::: DOCUMENT SECTION

Studio album by Paul Butterfield Blues Band
- Released: December 1967
- Genre: Blues
- Length: 44:29
- Label: Elektra
- Producer: John Court

Paul Butterfield Blues Band chronology
| East-West (1966) | The Resurrection of Pigboy Crabshaw (1967) | In My Own Dream (1968) |

= The Resurrection of Pigboy Crabshaw =

The Resurrection of Pigboy Crabshaw is the third album by the American blues rock band Paul Butterfield Blues Band. Its name refers to Elvin Bishop, whose role shifted to lead guitarist after Mike Bloomfield departed to form the Electric Flag. (Note: Bishop said Pigboy Crabshaw was a nickname he gave himself, but the album's title, which referred to his promotion to lead guitarist, was Butterfield's idea.) Released in 1967, the album marked a slight shift in the band's sound towards R&B and was the first Butterfield record to feature a horn section, which included a young David Sanborn on alto saxophone.

The Resurrection of Pigboy Crabshaw generally received mixed to favorable reviews from critics, and reached number 52 in the American Billboard 200 charts in 1968.

::::::
::: INFORMATION GIVEN

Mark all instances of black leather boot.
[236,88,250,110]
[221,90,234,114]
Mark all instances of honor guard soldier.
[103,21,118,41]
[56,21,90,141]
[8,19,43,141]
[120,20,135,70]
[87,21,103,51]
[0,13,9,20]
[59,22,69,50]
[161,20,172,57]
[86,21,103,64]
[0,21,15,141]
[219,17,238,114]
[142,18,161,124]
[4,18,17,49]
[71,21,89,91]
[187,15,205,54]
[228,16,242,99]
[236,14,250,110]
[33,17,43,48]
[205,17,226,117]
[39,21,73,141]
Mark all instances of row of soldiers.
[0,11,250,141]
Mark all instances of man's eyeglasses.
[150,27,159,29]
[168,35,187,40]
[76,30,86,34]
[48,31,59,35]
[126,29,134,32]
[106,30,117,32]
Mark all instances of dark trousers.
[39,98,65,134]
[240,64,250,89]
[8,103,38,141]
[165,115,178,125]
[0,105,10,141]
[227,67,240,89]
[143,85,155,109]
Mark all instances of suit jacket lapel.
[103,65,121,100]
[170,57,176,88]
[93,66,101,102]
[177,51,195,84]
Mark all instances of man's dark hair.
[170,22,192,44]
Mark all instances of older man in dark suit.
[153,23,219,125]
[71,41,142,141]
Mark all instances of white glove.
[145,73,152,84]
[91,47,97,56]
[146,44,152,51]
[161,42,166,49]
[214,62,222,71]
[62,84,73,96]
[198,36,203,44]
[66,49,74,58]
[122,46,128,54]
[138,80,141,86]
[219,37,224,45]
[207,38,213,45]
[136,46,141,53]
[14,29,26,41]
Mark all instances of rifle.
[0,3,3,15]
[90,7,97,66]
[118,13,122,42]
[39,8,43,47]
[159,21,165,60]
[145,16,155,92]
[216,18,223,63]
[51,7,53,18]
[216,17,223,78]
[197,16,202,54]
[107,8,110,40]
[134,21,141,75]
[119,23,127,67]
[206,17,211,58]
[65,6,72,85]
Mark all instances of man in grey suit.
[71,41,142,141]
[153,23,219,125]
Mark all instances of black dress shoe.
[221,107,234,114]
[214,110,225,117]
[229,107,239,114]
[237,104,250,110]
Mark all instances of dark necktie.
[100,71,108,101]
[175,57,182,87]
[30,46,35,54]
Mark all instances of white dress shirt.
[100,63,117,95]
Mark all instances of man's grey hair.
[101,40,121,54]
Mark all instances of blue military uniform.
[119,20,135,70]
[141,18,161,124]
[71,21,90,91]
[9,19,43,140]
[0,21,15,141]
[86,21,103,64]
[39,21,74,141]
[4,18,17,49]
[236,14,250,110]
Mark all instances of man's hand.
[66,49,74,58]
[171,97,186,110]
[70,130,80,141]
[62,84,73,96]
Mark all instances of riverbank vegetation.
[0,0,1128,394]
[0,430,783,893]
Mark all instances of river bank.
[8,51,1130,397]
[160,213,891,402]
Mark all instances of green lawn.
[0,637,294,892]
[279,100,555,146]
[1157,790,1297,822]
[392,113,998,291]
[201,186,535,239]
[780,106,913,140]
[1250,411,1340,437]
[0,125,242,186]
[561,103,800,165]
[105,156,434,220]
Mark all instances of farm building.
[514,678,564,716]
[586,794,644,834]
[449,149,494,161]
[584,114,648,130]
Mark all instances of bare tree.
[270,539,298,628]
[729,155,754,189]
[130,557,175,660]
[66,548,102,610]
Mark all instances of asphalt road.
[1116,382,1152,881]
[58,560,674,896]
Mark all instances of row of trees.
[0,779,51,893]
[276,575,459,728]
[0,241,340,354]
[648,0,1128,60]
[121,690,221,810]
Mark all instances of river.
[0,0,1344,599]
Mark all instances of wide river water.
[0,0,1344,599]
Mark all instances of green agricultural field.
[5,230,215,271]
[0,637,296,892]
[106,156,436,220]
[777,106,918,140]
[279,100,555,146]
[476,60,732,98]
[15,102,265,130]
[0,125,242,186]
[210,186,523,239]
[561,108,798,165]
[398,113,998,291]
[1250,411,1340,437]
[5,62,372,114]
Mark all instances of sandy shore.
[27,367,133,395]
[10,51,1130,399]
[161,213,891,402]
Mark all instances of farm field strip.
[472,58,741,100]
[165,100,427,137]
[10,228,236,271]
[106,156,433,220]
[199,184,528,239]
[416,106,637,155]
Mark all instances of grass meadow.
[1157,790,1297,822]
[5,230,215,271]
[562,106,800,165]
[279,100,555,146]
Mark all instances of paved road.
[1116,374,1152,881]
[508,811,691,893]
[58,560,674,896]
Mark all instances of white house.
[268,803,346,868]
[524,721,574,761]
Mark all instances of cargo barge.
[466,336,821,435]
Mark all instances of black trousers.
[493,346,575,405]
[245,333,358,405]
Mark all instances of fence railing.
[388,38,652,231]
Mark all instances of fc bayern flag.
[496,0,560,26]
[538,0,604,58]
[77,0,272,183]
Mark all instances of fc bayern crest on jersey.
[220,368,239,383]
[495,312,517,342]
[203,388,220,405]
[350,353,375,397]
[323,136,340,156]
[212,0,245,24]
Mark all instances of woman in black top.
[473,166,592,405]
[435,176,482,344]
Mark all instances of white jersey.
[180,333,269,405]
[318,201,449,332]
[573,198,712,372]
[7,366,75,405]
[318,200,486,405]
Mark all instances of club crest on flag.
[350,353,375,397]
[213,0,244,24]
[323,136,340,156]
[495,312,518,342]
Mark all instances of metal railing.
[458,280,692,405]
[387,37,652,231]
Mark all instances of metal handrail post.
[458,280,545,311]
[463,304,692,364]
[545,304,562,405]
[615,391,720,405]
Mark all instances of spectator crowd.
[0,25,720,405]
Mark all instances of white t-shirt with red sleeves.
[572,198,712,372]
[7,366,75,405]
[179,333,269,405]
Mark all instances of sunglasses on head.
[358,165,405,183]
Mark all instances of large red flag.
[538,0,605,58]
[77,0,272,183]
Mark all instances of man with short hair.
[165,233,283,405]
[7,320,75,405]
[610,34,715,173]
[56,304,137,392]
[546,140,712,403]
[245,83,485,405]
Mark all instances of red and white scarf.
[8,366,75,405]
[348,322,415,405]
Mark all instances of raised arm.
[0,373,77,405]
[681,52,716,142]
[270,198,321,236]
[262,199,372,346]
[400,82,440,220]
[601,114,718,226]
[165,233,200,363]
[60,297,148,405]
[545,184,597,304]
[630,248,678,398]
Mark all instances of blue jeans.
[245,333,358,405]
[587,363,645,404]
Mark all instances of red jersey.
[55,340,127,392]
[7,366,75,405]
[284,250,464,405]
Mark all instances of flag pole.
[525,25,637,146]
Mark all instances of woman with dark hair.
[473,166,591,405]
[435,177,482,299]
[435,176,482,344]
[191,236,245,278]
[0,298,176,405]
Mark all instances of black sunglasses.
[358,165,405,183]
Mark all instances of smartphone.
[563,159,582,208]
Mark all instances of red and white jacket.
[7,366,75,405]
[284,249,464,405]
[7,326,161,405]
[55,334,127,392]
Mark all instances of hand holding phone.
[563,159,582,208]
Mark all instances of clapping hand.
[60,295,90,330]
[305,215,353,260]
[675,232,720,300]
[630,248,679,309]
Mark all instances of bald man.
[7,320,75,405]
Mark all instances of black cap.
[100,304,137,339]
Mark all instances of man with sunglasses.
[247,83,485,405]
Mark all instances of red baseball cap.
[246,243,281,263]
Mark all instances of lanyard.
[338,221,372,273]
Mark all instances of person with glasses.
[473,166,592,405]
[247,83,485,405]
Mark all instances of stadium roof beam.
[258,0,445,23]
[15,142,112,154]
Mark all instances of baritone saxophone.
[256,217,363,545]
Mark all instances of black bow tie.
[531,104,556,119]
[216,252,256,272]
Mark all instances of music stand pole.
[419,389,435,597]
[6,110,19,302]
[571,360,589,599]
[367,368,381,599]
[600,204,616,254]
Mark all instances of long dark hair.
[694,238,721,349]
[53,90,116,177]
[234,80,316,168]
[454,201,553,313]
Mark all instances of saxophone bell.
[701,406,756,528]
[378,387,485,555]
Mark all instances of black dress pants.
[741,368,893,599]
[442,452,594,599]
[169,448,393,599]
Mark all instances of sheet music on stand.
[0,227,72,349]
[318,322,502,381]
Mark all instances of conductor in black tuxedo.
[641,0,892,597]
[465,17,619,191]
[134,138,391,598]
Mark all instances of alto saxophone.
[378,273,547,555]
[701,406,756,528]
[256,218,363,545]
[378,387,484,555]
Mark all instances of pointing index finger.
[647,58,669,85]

::::::

◆ PROBLEM TO WORK ON ◆
Copy the Pigboy Crabshaw album text again, everything from "The Resurrection of Pigboy Crabshaw generally" down to "charts in 1968.", and swap "mixed to favorable" for "largely positive".

◆ COMPLETED EXERCISE ◆
The Resurrection of Pigboy Crabshaw generally received largely positive reviews from critics, and reached number 52 in the American Billboard 200 charts in 1968.